[Task brief]
Reproduce all entries precisely as they are written.

[Excerpted data]
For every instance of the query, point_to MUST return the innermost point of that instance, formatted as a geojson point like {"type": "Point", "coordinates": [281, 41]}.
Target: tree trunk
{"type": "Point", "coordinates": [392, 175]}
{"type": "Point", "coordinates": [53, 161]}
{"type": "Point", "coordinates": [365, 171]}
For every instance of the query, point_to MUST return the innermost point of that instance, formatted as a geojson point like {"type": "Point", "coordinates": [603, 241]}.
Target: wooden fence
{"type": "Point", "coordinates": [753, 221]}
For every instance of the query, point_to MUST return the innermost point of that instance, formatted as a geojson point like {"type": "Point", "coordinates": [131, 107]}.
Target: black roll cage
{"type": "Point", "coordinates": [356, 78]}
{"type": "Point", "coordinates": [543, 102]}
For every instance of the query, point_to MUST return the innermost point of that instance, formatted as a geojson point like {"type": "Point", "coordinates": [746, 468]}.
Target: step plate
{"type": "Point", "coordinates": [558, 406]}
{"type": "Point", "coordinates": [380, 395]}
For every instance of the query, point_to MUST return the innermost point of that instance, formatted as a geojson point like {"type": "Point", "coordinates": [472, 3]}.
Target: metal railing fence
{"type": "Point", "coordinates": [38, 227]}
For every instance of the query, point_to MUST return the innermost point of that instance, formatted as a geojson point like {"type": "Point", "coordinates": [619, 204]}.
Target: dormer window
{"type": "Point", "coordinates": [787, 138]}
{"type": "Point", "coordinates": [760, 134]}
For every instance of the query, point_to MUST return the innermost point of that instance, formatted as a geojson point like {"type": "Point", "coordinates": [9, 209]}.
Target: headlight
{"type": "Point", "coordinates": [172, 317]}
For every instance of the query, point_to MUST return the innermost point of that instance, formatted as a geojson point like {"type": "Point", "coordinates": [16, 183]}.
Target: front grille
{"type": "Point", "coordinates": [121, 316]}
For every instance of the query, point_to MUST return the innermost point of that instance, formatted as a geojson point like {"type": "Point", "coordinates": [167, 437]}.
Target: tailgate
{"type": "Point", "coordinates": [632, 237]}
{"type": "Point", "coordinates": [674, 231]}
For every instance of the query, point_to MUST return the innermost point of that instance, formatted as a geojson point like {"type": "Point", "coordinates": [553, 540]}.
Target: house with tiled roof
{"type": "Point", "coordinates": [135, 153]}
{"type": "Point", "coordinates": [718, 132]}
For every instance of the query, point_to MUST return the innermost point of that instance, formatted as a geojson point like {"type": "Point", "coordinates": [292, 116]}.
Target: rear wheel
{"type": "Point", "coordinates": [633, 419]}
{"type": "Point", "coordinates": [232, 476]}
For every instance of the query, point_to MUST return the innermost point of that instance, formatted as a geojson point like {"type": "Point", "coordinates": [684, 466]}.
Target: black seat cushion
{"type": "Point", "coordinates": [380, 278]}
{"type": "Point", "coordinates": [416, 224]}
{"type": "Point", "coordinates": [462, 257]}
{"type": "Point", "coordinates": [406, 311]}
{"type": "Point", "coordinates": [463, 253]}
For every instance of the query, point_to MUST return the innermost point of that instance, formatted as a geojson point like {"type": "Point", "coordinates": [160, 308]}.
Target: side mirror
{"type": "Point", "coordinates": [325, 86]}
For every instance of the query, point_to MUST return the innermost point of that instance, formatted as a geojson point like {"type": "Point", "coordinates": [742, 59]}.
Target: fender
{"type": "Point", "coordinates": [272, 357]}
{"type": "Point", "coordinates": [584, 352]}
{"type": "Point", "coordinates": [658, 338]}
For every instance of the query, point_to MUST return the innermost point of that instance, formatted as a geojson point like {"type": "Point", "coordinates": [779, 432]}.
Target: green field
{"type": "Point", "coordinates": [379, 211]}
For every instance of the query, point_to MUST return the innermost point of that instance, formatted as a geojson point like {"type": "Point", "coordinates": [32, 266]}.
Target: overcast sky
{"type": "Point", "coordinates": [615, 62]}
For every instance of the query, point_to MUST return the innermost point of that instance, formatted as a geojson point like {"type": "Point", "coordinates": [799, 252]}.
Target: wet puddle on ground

[Result for this task]
For every instance of the query, point_to MUST return the innermost point of that instance, formatted as a geojson point like {"type": "Point", "coordinates": [281, 41]}.
Target: tree trunk
{"type": "Point", "coordinates": [392, 175]}
{"type": "Point", "coordinates": [53, 161]}
{"type": "Point", "coordinates": [365, 171]}
For every instance of the query, point_to MUST return the innermost point of that instance, formatted as a geojson point like {"type": "Point", "coordinates": [603, 241]}.
Target: wooden fence
{"type": "Point", "coordinates": [753, 221]}
For every instance of the query, point_to MUST return the innermost point of that instance, formatted as a geojson point like {"type": "Point", "coordinates": [131, 107]}.
Target: black roll cage
{"type": "Point", "coordinates": [356, 78]}
{"type": "Point", "coordinates": [543, 102]}
For every instance of the query, point_to MUST return the innermost point of that instance, formatted as a geojson point like {"type": "Point", "coordinates": [746, 468]}.
Target: step plate
{"type": "Point", "coordinates": [558, 406]}
{"type": "Point", "coordinates": [380, 395]}
For every instance of the query, point_to MUST return the innermost point of that instance, formatted as a geojson point like {"type": "Point", "coordinates": [472, 3]}.
Target: metal railing fence
{"type": "Point", "coordinates": [38, 227]}
For every instance of the query, point_to MUST return the innermost point of that instance, formatted as a geojson point like {"type": "Point", "coordinates": [619, 204]}.
Target: dormer window
{"type": "Point", "coordinates": [787, 138]}
{"type": "Point", "coordinates": [760, 134]}
For every instance of the query, point_to MUST return the innermost point of that instance, formatted as a geojson point like {"type": "Point", "coordinates": [9, 209]}.
Target: headlight
{"type": "Point", "coordinates": [172, 317]}
For every instance of the query, point_to MUST return the innermost point of that instance, formatted as a geojson point like {"type": "Point", "coordinates": [16, 183]}.
Target: front grille
{"type": "Point", "coordinates": [121, 316]}
For every instance of the query, point_to MUST return the innermost point of that instance, formatted as a geojson point like {"type": "Point", "coordinates": [167, 437]}.
Target: tailgate
{"type": "Point", "coordinates": [632, 237]}
{"type": "Point", "coordinates": [674, 231]}
For every instance of the query, point_to MUST return the innermost point of that instance, formatted as a geojson point like {"type": "Point", "coordinates": [553, 540]}.
Target: house with tiled roof
{"type": "Point", "coordinates": [135, 153]}
{"type": "Point", "coordinates": [718, 132]}
For every instance of the query, point_to MUST return the innermost point of that instance, formatted as a geojson point like {"type": "Point", "coordinates": [292, 116]}.
Target: rear wheel
{"type": "Point", "coordinates": [633, 419]}
{"type": "Point", "coordinates": [232, 476]}
For every instance of the query, point_to MUST return the innermost point of that instance, formatted as a geojson point like {"type": "Point", "coordinates": [684, 466]}.
Target: black seat cushion
{"type": "Point", "coordinates": [380, 278]}
{"type": "Point", "coordinates": [416, 224]}
{"type": "Point", "coordinates": [462, 257]}
{"type": "Point", "coordinates": [406, 311]}
{"type": "Point", "coordinates": [463, 253]}
For every instance of the query, point_to MUST return the innermost point of that instance, formatted as a geojson point like {"type": "Point", "coordinates": [160, 308]}.
Target: side mirror
{"type": "Point", "coordinates": [325, 86]}
For every instance of the query, point_to MUST return the innermost point of that instance, formatted as a geojson point like {"type": "Point", "coordinates": [742, 59]}.
Target: fender
{"type": "Point", "coordinates": [272, 357]}
{"type": "Point", "coordinates": [584, 352]}
{"type": "Point", "coordinates": [658, 338]}
For every instance of the query, point_to MUST return the innermost point of that instance, formatted as a geojson point like {"type": "Point", "coordinates": [779, 432]}.
Target: green field
{"type": "Point", "coordinates": [379, 211]}
For every instance of the query, point_to MUST return the innermost point of that instance, formatted as a geojson point like {"type": "Point", "coordinates": [32, 266]}.
Target: overcast sky
{"type": "Point", "coordinates": [615, 62]}
For every instance of the query, point_to MUST return the innermost point of that instance, formatted as a geojson point like {"type": "Point", "coordinates": [799, 252]}.
Target: wet puddle on ground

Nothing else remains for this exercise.